* Aim of the task
Only a number is wanted here: how many lines in the records below contain the string "formatted".

* Data supplied
'''

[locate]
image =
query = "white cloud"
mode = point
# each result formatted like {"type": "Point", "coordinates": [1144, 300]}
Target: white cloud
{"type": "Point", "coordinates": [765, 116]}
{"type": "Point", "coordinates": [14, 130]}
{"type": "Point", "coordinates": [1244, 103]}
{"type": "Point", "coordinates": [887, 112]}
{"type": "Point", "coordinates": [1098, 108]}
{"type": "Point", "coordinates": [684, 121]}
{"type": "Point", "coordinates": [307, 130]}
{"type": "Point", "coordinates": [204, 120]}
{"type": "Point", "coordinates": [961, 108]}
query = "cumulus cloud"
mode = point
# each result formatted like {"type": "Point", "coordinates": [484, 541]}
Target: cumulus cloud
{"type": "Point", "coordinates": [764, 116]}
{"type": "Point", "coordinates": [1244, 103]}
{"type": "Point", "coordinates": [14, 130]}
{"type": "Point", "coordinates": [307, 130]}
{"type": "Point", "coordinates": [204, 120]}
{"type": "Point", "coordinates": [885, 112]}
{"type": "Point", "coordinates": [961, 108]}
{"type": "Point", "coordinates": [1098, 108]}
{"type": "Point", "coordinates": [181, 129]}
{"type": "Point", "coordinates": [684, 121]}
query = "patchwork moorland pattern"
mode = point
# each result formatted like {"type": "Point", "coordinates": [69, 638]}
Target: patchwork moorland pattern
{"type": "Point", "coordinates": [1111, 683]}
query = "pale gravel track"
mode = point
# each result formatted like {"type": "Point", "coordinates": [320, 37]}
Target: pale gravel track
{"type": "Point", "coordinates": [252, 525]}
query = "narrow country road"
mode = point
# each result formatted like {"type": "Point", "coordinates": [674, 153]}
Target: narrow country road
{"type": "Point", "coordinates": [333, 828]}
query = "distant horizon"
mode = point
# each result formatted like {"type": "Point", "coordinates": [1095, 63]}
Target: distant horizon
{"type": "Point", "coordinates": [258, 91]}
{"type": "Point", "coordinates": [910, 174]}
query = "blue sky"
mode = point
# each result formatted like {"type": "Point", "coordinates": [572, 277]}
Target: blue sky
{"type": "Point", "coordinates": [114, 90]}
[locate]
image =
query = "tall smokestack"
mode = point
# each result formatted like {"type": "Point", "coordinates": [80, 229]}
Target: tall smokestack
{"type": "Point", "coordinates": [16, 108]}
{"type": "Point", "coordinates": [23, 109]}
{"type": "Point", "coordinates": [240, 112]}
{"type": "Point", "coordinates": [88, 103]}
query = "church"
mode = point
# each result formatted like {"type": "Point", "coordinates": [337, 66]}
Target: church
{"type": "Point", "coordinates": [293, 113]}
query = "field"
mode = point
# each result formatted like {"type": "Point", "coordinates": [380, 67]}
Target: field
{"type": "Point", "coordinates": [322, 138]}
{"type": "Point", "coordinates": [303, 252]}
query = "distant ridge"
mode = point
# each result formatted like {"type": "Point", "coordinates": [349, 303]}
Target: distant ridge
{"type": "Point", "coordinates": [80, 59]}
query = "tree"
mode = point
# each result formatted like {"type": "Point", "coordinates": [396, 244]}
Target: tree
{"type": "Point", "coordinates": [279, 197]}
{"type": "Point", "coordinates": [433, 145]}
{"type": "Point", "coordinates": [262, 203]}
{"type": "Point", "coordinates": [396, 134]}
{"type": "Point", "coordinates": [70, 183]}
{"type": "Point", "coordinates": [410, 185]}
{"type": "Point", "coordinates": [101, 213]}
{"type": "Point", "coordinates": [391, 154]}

'''

* Finished exercise
12